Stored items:
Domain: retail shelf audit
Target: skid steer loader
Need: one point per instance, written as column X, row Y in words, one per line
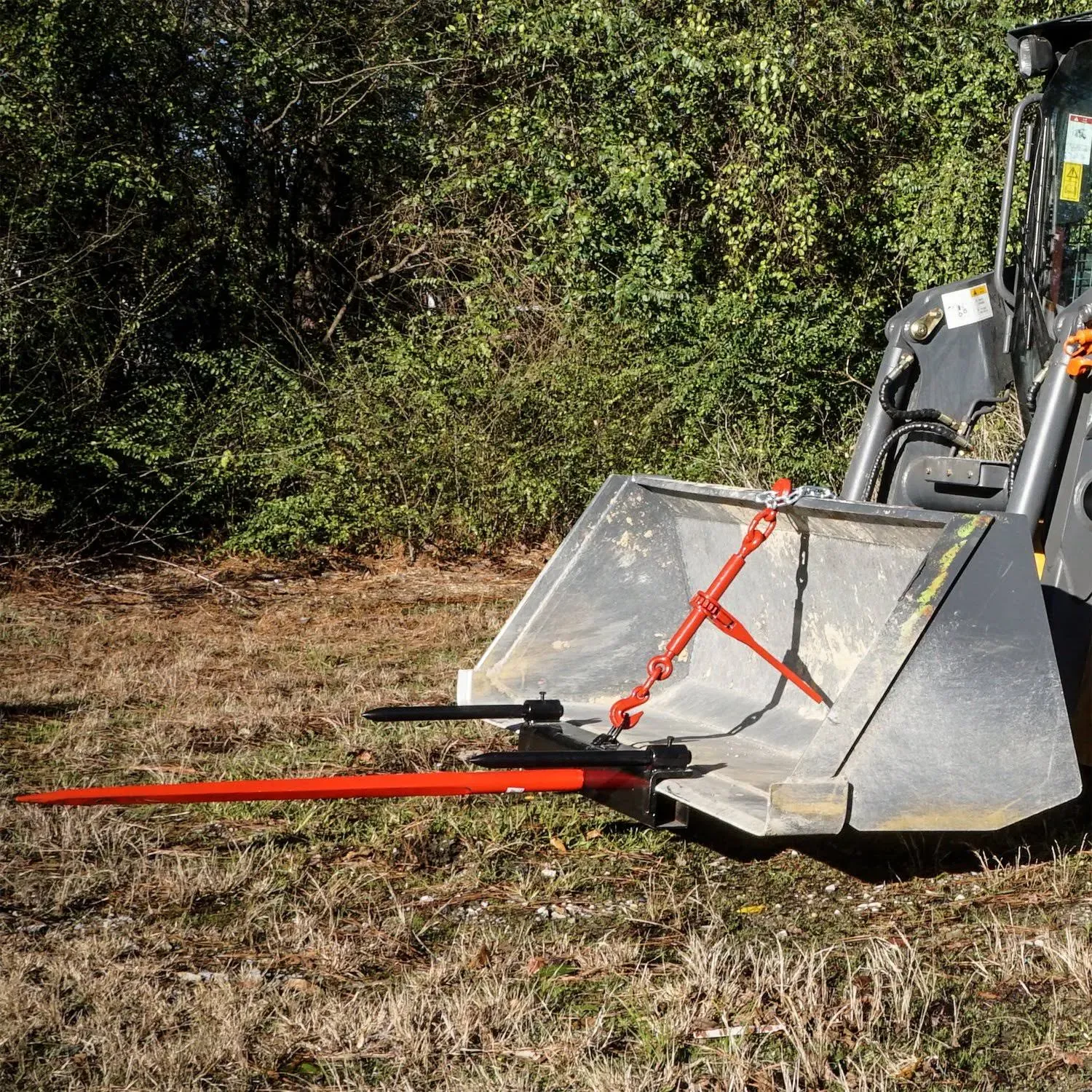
column 910, row 655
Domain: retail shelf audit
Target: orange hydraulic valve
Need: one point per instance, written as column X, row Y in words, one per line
column 371, row 786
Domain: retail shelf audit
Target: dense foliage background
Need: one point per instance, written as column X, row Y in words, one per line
column 323, row 272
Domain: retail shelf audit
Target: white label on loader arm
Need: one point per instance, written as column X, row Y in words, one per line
column 967, row 306
column 1078, row 140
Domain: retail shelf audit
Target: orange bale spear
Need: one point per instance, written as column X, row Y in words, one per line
column 373, row 786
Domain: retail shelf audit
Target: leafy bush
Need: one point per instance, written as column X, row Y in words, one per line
column 292, row 275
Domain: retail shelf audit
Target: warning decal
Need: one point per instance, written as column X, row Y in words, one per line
column 967, row 306
column 1079, row 140
column 1072, row 177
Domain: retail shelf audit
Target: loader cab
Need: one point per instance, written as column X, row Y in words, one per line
column 1055, row 261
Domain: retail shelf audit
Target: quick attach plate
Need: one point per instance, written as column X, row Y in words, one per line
column 641, row 802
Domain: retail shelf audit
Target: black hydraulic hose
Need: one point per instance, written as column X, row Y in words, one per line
column 1013, row 467
column 906, row 416
column 930, row 428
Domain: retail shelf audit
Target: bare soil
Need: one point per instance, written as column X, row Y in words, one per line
column 469, row 943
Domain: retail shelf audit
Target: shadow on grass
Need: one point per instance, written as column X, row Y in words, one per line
column 17, row 710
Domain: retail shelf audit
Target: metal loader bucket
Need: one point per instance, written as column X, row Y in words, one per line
column 925, row 631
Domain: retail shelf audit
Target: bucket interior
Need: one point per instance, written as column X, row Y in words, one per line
column 815, row 594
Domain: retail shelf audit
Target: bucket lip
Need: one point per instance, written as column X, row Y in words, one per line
column 906, row 515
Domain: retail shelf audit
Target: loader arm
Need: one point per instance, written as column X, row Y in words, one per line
column 911, row 655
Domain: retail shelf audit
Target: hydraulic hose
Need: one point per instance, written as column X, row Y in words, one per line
column 930, row 428
column 906, row 416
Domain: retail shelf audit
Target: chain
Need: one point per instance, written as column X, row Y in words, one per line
column 775, row 500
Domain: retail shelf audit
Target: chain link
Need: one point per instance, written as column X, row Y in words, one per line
column 777, row 500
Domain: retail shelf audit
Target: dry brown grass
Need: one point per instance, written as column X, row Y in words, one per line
column 447, row 943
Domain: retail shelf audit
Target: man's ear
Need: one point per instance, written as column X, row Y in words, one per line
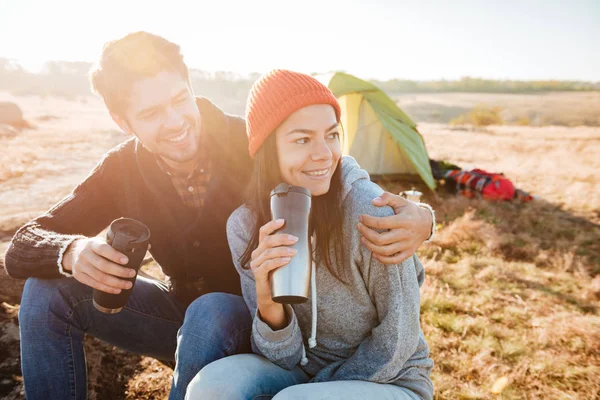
column 122, row 123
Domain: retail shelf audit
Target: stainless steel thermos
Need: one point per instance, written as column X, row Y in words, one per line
column 290, row 283
column 129, row 237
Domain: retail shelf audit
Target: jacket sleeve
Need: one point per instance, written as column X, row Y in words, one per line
column 36, row 249
column 282, row 347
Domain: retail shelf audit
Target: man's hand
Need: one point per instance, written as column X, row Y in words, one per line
column 406, row 230
column 96, row 264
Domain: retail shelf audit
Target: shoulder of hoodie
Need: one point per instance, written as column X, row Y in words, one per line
column 241, row 223
column 360, row 193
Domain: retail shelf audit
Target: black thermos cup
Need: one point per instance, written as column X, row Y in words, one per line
column 290, row 284
column 130, row 237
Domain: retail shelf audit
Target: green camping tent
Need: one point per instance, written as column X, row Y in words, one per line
column 380, row 136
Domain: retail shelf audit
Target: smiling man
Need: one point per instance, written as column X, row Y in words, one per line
column 182, row 173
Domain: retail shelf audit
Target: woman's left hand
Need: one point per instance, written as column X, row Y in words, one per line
column 406, row 230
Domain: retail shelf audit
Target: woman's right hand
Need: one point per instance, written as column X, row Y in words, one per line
column 272, row 253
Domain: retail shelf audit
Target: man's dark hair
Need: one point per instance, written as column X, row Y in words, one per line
column 123, row 61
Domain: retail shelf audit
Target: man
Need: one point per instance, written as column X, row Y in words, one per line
column 182, row 173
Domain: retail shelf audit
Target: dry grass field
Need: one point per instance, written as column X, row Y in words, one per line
column 511, row 303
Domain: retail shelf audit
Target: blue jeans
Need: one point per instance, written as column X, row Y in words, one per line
column 252, row 377
column 55, row 315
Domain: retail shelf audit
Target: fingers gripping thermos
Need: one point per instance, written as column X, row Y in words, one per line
column 290, row 283
column 130, row 237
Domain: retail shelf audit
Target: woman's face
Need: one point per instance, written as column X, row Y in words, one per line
column 309, row 148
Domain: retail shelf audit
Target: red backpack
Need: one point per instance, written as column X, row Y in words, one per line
column 477, row 182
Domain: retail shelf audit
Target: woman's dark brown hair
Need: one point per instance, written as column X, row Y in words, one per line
column 326, row 216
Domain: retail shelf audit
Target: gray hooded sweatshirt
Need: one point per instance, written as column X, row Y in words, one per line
column 366, row 330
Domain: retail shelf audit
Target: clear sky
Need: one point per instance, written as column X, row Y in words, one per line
column 379, row 39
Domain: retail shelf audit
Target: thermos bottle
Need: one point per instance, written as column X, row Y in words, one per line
column 290, row 283
column 130, row 237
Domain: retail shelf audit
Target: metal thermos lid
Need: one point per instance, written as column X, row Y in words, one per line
column 284, row 188
column 137, row 233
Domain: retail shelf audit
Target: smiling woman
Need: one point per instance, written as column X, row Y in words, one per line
column 293, row 134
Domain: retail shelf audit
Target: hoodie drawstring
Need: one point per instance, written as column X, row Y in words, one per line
column 312, row 341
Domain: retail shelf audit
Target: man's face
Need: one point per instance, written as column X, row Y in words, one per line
column 163, row 115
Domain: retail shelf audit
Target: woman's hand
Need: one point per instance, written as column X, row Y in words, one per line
column 272, row 253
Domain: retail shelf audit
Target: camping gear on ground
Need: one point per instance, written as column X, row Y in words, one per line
column 477, row 182
column 290, row 283
column 412, row 195
column 130, row 237
column 380, row 136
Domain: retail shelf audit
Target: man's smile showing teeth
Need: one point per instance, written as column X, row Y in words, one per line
column 180, row 138
column 321, row 172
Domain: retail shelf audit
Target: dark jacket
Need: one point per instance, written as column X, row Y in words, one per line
column 188, row 244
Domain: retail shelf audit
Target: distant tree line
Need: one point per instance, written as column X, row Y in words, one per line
column 69, row 79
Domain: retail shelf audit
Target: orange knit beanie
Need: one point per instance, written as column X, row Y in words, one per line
column 275, row 96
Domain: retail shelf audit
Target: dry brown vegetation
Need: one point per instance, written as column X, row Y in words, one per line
column 510, row 307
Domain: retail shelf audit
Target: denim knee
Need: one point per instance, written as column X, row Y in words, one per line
column 219, row 318
column 224, row 379
column 43, row 299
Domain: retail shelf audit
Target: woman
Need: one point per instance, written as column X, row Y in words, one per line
column 368, row 342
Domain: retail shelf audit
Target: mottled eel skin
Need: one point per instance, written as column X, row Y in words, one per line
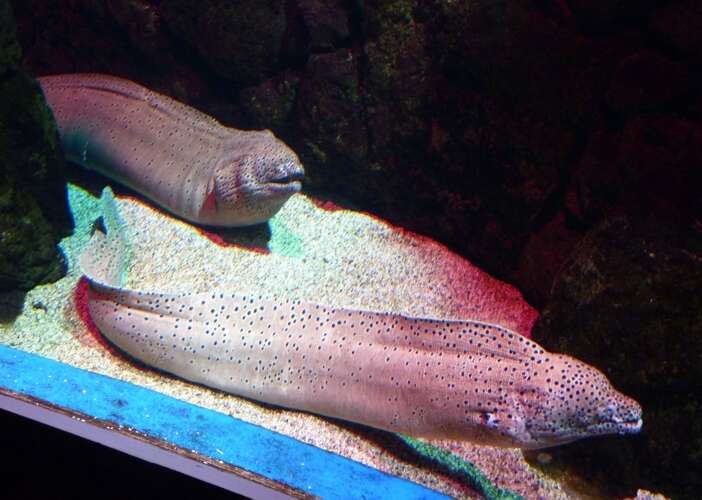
column 178, row 157
column 461, row 380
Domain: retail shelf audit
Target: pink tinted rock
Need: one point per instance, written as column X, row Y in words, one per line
column 680, row 24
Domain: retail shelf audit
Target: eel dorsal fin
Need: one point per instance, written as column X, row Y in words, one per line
column 105, row 259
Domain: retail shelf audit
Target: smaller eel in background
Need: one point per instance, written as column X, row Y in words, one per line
column 180, row 158
column 434, row 378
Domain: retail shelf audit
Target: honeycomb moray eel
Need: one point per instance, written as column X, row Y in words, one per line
column 455, row 379
column 180, row 158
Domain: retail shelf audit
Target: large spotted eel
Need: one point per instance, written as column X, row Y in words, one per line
column 463, row 380
column 176, row 156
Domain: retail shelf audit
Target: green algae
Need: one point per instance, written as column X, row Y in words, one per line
column 459, row 467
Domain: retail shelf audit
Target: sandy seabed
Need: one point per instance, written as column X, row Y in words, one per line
column 335, row 257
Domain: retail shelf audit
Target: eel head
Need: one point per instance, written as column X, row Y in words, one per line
column 575, row 400
column 252, row 181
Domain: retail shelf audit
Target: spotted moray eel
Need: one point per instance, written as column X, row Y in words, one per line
column 434, row 378
column 178, row 157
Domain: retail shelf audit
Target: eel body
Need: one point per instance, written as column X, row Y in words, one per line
column 463, row 380
column 178, row 157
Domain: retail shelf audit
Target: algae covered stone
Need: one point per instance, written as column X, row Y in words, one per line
column 628, row 301
column 33, row 210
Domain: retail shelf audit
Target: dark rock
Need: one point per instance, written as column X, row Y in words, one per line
column 33, row 209
column 604, row 16
column 326, row 21
column 628, row 302
column 661, row 158
column 680, row 25
column 543, row 256
column 238, row 39
column 514, row 49
column 142, row 22
column 269, row 104
column 597, row 180
column 647, row 81
column 395, row 83
column 329, row 113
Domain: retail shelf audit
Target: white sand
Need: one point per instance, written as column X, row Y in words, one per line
column 339, row 258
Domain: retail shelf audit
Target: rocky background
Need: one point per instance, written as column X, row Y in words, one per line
column 555, row 143
column 33, row 209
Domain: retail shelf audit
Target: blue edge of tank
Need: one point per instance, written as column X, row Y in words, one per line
column 263, row 452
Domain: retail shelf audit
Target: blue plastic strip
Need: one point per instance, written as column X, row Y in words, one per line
column 207, row 432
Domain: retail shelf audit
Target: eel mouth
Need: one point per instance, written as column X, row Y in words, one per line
column 291, row 181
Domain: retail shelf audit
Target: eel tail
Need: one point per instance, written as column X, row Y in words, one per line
column 105, row 259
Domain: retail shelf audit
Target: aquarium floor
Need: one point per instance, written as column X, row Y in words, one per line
column 337, row 257
column 72, row 467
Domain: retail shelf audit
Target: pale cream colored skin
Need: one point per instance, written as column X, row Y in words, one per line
column 180, row 158
column 461, row 380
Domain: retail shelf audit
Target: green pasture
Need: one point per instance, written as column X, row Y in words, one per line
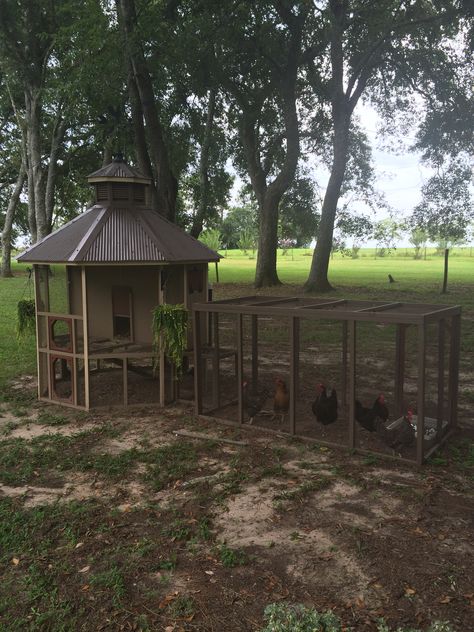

» **TASK DIRECTIONS**
The entries above hold the needed span. Transcribe exactly the lines from the one with "Target: blue edge of tank" to the one with "Target: blue plastic strip", both included.

» **EXERCISE SOLUTION**
Target: blue edge of tank
Need: one point per instance, written as column X, row Y in words, one per line
column 263, row 452
Domain: retail shelf audit
Target: blue plastic strip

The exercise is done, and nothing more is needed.